TEXT BLOCK:
┌────────

We note that on remand, the ultimate distribution may deviate little from the trial court's original order, as the trial court has broad discretion in effectuating a just and reasonable distribution of marital property pursuant to IC 31-1-11.5-11(c). Livingston v. Livingston (1992), Ind. App., 583 N.E.2d 1225, 1227. However, such distribution must be made independent of the antenuptial agreement.

*397 II.

Interest in the Corporation
During his marriage to Marsha, Lawrence received $49,750.00 from Brooklyn Products in settlement for his wrongful discharge claim, and approximately $87,000.00 in settlement for his stock and retirement benefits at Brooklyn Products. From these assets, Lawrence invested $110,000.00 into a new business, Quality Foam Design Corporation: $10,000 was used to purchase stock and $100,000 was a loan to Quality Foam, evidenced by promissory notes. When Lawrence filed for divorce, he owned 50% of the stock of Quality Foam, a business showing a net loss and owning no assets. Marsha contends the trial court erred in not awarding her a share of Lawrence's interest in Quality Foam.
In its order, the trial court denied Marsha a share of Lawrence's rights in Quality Foam because the business was worth a negative sum. The trial court has broad discretion in ascertaining the value of property in a dissolution action. We will not disturb its valuation of property absent an abuse of that discretion. Nill v. Nill (1992), Ind. App., 584 N.E.2d 602, 603.
At trial, Quality Foam's accountant testified that the business had no net worth, had never made a profit, and had a loss in retained earnings of nearly $521,000.00. Based on the uncontroverted evidence identified above, we cannot say the trial court abused its discretion in valuing Lawrence's interest in Quality Foam at zero.
Because all marital property must be disposed of in one final settlement in the divorce proceeding, the trial court must have a fixed, presently ascertainable value for the assets. Murphy v. Murphy (1987), Ind. App., 510 N.E.2d 235, 237. Future earnings are not marital property subject to division, although they may be considered as a factor in determining the just and reasonable division of assets under IC 31-1-11.5-11(c). See Moore v. Moore (1985), Ind. App., 482 N.E.2d 1176, 1180. Given the financial condition of the business, Lawrence's interest in Quality Foam is speculative and thus, not properly includable in the marital pot. See, Murphy, supra. Because there is nothing of value to distribute with respect to Lawrence's interest in Quality Foam, we affirm the trial court's decision declining to award Marsha a share of that interest.

└────────

SOURCE MATERIAL:
┌────────

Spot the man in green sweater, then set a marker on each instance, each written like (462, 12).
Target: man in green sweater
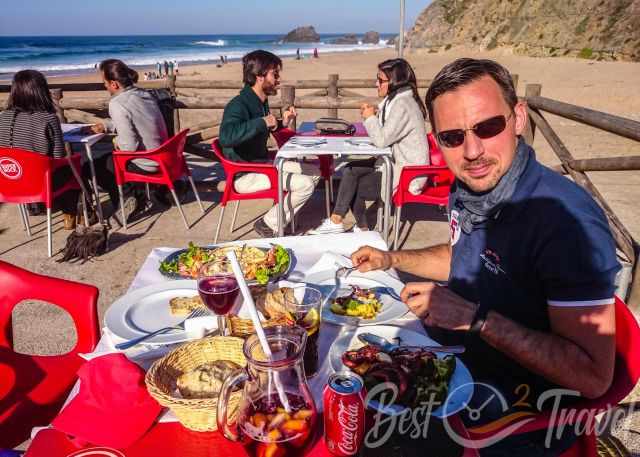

└────────

REQUIREMENTS:
• a. Print the court opinion from "At trial, Quality" to "Foam at zero.".
• b. Proceed with the court opinion on the marital property dispute, writing on from its last sentence.

EXPECTED RESPONSES:
• a.
At trial, Quality Foam's accountant testified that the business had no net worth, had never made a profit, and had a loss in retained earnings of nearly $521,000.00. Based on the uncontroverted evidence identified above, we cannot say the trial court abused its discretion in valuing Lawrence's interest in Quality Foam at zero.

• b.
Marsha asserts the trial court erred when it reduced her entitlement to assets by setting off her interest in them against the negative value of Quality Foam. A careful reading of the record reveals the trial court made no such set-off; rather it was indicating what it would do if the antenuptial agreement did not apply.[6]
Because Lawrence is not personally liable for any of the debts of Quality Foam, on remand, the trial court may not offset Marsha's interest in the marital assets with a share of the negative value of Quality Foam. See Waitt v. Waitt (1977), 172 Ind. App. 357, 360 N.E.2d 268, 275.
We affirm in part, reverse in part, and remand.
HOFFMAN and BARTEAU, JJ., concur.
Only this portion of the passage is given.